Material to process:
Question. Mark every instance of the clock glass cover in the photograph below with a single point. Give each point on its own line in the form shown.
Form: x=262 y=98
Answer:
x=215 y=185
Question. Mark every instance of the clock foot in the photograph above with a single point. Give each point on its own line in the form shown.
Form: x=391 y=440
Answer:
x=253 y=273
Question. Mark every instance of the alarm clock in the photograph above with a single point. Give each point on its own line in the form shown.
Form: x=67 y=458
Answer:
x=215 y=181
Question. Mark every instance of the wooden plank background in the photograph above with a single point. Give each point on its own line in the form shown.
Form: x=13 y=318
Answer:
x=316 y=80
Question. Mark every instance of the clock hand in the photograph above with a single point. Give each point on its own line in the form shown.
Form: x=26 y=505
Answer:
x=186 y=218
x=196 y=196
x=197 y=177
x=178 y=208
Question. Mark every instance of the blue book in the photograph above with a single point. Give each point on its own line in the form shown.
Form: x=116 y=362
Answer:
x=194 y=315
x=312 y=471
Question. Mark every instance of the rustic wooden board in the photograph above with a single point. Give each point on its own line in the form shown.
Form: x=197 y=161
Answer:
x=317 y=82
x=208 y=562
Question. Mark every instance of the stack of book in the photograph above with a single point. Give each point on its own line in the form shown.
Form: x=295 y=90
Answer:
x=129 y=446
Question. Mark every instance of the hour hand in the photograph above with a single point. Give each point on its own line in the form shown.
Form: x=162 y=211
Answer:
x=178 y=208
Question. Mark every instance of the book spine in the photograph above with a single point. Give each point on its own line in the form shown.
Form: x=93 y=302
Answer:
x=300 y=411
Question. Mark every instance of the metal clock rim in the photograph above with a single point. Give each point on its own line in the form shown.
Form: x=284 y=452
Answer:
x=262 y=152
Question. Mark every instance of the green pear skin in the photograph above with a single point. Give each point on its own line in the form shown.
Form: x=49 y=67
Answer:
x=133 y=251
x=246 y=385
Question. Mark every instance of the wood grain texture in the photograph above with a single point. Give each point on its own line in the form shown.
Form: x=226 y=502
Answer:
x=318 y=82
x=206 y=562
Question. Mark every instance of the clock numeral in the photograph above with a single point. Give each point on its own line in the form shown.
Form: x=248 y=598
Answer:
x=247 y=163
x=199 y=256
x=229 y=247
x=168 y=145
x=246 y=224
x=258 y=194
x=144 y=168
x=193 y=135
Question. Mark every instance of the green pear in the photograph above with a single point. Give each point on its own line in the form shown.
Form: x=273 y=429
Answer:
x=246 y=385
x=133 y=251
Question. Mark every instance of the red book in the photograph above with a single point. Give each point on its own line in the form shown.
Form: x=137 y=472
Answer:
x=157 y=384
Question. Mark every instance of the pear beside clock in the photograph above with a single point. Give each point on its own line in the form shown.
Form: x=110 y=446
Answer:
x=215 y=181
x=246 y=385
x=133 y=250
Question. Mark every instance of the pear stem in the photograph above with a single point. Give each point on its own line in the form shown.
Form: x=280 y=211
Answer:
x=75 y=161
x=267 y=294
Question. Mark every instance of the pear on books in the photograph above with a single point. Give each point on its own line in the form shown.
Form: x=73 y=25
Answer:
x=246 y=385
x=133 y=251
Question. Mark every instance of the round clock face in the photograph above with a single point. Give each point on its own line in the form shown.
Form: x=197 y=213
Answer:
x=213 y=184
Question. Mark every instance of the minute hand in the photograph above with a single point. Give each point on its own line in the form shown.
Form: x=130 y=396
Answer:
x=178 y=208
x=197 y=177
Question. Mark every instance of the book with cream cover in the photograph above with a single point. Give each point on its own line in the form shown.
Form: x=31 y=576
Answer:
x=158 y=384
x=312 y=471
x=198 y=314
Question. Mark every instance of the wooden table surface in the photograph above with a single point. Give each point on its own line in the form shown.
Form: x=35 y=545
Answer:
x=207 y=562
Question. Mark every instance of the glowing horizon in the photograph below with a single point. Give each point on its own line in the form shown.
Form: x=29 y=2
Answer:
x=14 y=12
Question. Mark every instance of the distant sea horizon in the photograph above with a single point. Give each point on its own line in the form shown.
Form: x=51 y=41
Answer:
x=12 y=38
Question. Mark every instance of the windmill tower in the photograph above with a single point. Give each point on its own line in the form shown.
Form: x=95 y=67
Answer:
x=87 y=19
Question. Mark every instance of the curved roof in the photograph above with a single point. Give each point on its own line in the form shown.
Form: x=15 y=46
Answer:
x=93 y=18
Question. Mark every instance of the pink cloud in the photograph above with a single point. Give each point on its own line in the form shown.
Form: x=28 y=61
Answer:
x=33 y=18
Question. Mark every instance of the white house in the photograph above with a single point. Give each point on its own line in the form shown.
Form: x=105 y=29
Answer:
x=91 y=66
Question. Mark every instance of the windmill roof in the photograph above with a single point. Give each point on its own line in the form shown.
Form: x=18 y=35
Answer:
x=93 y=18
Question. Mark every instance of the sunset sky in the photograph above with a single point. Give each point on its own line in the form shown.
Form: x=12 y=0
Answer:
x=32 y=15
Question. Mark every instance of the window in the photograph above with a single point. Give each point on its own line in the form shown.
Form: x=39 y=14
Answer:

Work instructions:
Set down, word for word, every line from the line that holds "Question. Mark every instance of the white" to the end of the entries above, including both ends.

Full output:
Question. Mark every instance of the white house in the photograph above with a single point. Give each point on its own line in the form shown.
Form: x=105 y=29
Answer:
x=91 y=66
Question. Mark every instance of the windmill roof in the photograph above with a single point. Give each point on its own line in the form shown.
Form: x=18 y=35
Answer:
x=93 y=18
Question. Mark every instance of the sunset sky in the photograph above with a single point. Give each point on its own line in the form shown.
Form: x=12 y=0
Answer:
x=32 y=15
Question. Mark every instance of the window in the photograph above with a single point. Give each point on its own line in the form shown.
Form: x=39 y=14
Answer:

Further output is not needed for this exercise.